EXTRACT PROVIDED:
########################################

From time to time, the OTW will be hosting guest posts on our OTW News accounts. These guests will be providing an outside perspective on the OTW or aspects of fandom where our projects may have a presence. The posts express each author’s personal views and do not necessarily reflect the views of the OTW or constitute OTW policy. We welcome suggestions from fans for future guest posts, which can be left as a comment here or by contacting us directly.
Foz Meadows is a genderqueer author, blogger, reviewer and poet. Her most recent novels are An Accident of Stars and A Tyranny of Queens, and she also enjoys writing fanfic. You can find her on Twitter and Tumblr.
How did you first get into fandom and fanworks?
It’s somewhat tautological to say that being a fan was what brought me into fandom, but that’s kind of the way it goes: if you love something enough, persistently and vocally enough, then sooner or later, you run into other people who love it, too. In my tweens and teens –- which is to say, in the late nineties/early noughties –- online fan communities were still pretty new, and having the internet at home was still a novelty. I didn’t have any idea that fandom, as a collective thing, existed; I just knew what I liked. My friends and I would co-write Legend of Zelda: Ocarina of Time fanfic by cramming around a single computer; I’d wait patiently through the interminable load-times of our 56k dialup connection to look at fanart on Elfwood, often getting book recommendations from user profiles in the process; I hunted down more than one Dragons of Pern website to create my own Anne McCaffrey characters and attempt to download tiny, early gifs of collectible dragons; and I definitely wrote a few Quistis x Irvine FFVIII fics on the privacy of my old desktop, but I never had a language for what all that meant beyond “I like this stuff, it’s fun.”
I never stopped loving stories that way, but it wasn’t until I fell into Supernatural that I came into modern fandom proper and realised there were whole communities founded on sharing that passion. Say what you will about Supernatural and its hardcore dedication to pairing the sublime and the ridiculous: it’s so absurdly long-running that the process of creating, consuming and collaborating around it has, I would argue, had an impact on myriad wider fannish practises.

########################################

THE DATA:
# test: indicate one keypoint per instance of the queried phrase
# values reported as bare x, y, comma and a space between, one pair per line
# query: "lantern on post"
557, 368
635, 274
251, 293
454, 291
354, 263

########################################

WHAT YOU WILL DO:
(a) Answer these questions from the guest post:
(i) What are the titles of Foz Meadows's most recent novels?
(ii) Which game did she and her friends co-write fanfic about while crowded around a single computer?
(iii) Which show brought her into modern fandom proper?
(b) Repeat word for word the stretch of the guest post from "I never stopped" through "wider fannish practises.".
The listing above comes from a separate source, not from the guest post.

ANSWERS BELOW:
(a)
(i) An Accident of Stars and A Tyranny of Queens
(ii) Legend of Zelda: Ocarina of Time
(iii) Supernatural

(b)
I never stopped loving stories that way, but it wasn’t until I fell into Supernatural that I came into modern fandom proper and realised there were whole communities founded on sharing that passion. Say what you will about Supernatural and its hardcore dedication to pairing the sublime and the ridiculous: it’s so absurdly long-running that the process of creating, consuming and collaborating around it has, I would argue, had an impact on myriad wider fannish practises.